-- START Source document --

As for the eternal duration of life in hell, I have in the past thought of this and compared it with what I have learned about the life of certain species of fish that live in never-ending or perpetual total darkness without ever seeing the light. This has been shown by film documentaries of ocean scientists who went down in small submarines at the deepest parts of the ocean to explore the bottom. The depths at this level are of such magnitude that the light of the sun never reaches there. With submarine lights shining all around, these explorers observed very strange looking fish-like creatures that are not seen at ocean levels of sunlight. These creatures live in never-ending darkness all their life. So it will be for those who end up in hell’s never ending spiritual misery; as ocean bottom fish survive and endure their perpetual darkness, so will these “felons of hell” survive their never-ending misery in the intimate company of the devil and his demons.

There are those who would say that God is good and, as such, he would not throw anyone into such a hell. Oh yes he will! According to the Bible, God is not just “good”; he is both good AND SEVERE. Hence we see this dual principle in God expressed in Romans 11:22: “Behold then the goodness [or kindness] and the severity of God; to those who fell [into disbelief], severity, but to you [who believe], goodness.”

Another parallel comparison that can be made of the eternal duration of life in hell is the duration of life continually shut off from outside freedom that is endured by those who have received a judgment of life imprisonment without a possibility of parole. Once these people are thrown in prison, there they spend the rest of whatever time is left of their life; death is their only way out, when their remains are finally buried in a hole on the ground where for all practical effects, they virtually remain, as it were, forever.

So even if “the flames of hell” is symbolic language and not literal flames, hell is still “a hell of a place” at which to end up. Furthermore, if all this sounds harsh, non-utopian or non-rational, this should not come as a surprise to anyone who has been following this series on atheism. I have been pointing out all along that the God of the Bible is overall non-rational. To a point, there is rationality in God. But such rationality exists as kind of a sub-set to his greater, more dominant, non-rational whole (for a more detailed account on this theme, see: https://enewschannels.com/2007/12/04/enc2336_023354.php ).

PREDESTINATION AND THE WILL TO DISBELIEF

In the earthly lifetime of Jesus Christ, he had a tremendous revolutionary effect on religious Jewish life. His whole manner of life, which included not only the message he gave to the multitudes who heard him but also the compelling manner in which he gave the message, along with the miracles he performed and the exemplary moral life he led, all these had the effect of producing a great following of believers. So much so was this the case, that at one point, his adversaries were led to say, “Look, the world has gone [or is following] after him” (Jn. 12:19).

-- END Source document --
-- START Available data --

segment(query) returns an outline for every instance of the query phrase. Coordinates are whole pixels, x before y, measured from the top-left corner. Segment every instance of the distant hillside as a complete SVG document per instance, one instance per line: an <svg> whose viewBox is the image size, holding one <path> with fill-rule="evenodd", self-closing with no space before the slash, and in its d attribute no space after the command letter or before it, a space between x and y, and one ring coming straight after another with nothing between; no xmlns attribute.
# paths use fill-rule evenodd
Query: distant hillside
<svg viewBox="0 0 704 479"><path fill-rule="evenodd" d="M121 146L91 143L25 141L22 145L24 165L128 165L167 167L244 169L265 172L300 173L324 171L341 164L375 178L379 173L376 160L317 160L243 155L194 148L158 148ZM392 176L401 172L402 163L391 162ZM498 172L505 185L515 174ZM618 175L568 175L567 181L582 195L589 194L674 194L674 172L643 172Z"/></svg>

-- END Available data --

## Tasks for this exercise
A. List the things that the essay on hell says made up the manner of life of Jesus Christ and produced a great following of believers.
B. Please carry on the essay on hell from its last sentence.

## Outputs
A.
- The message he gave to the multitudes who heard him
- The compelling manner in which he gave the message
- The miracles he performed
- The exemplary moral life he led

B.
We now know of course that what we read in Jn. 12:19 is a hyperbole (that is, a deliberate and obvious exaggeration used for effect). Literally speaking, while Jesus gathered to himself a significant following, the world as a whole did not go after Him. If it had, there would of course never have been a crucifixion of Jesus Christ. Given this, I am aware of some pertinent questions that some have entertained in this regard: If Jesus was God incarnate, why was his preaching success limited? As God, couldn’t he accomplish anything he wanted? Why was it then that only some believed his message while others could only be indifferent at best or, at worst, were bent on killing him and finally succeeding?

Actually, before he was killed, Jesus himself provided the answer to these questions. Following is how he expressed it, as he directed his words to his adversaries who, like hardened atheists, were irredeemably and incorrigibly fixed in disbelief and hostility toward Jesus:

“So the [leaders of the] Jews gathered around him [that is, Jesus] and said to him, ‘How long will you keep us in suspense? If you are the Messiah, tell us plainly.’ Jesus answered, ‘I have told you [already], and you do not believe. The works that I do in my Father’s name testify to me; but you do not believe, BECAUSE YOU DO NOT BELONG TO MY SHEEP. My sheep hear my voice. I know them, and they follow me. I give them eternal life, and they will never perish” (Jn. 10:24-28 NRSV).

In a previous occasion, Jesus had also said the following:

“No one can come to me UNLESS THE FATHER WHO SENT ME DRAWS HIM, and I will raise him up at the last day” (Jn. 6:44).

In essence, what Jesus was saying in these statements is that “the will to believe” and trust in God and Jesus is an ability and power given by God the Father only to those who have been predestined as the elect and chosen God to do so from eternity past. They and they only are the “sheep” of Jesus. They and they only come to faith in God and Christ and to dwell in the spiritual “fold” of Jesus. All others, who are the non-elect of God [or the “goats,” as Jesus called them], are left with an obstinate and incorrigible “will to disbelief” (as one finds in hardened and unrepentant atheists) and to perish in Satan’s hell for such disbelief. Together with the devil and his demons, they will become, as it were, members and co-inhabitants in the community of hell. Following is how the Bible describes this:

“When [Jesus returns] in his glory, and all the angels with him, then he will sit on the throne of his glory. All the nations will be gathered before him, and he will separate people one from another as a shepherd separates the sheep from the goats, and he will put the sheep at his right hand and the goats at the left. Then the king will say to [the sheep] at his right hand, ‘Come, you that are blessed by my Father, inherit the kingdom prepared for you from the foundation of the world…Then he will say to [the goats] at his left hand, ‘You that are accursed, depart from me into the eternal fire prepared for the devil and his angels” (Matt. 25:31-34, 41 NRSV). In the New Testament, the “goats” are also called “reprobates,” which refers to people who are totally depraved and damned (see Rom. 1:28 KJ; II Cor. 13:5 KJ).

PAUL’S VIEW OF PREDESTINATION

The Christian Apostle Paul, who was formerly a Jewish rabbi named “Saul,” also weighed in on the issue of God’s predestination as that which determines who will believe and be saved from hell and who will be left to perish in hardened unbelief:

“For [God said] to Moses, ‘I will have mercy on whom I will have mercy, and I will have compassion on whom I will have compassion.’ So it [i.e., coming to belief and obtaining mercy] depends not on human will or exertion, but on God who shows mercy. For the scripture says to Pharaoh, ‘I have raised you for the very purpose of showing my power in you [this is how God uses evil people to glorify himself], so that my name may be proclaimed in all the earth.’ So then [God] has mercy on whomever he chooses, and he hardens the heart of whomever he chooses [as we find in the heart of hardened atheists]” (Rom. 9:15-18 NRSV).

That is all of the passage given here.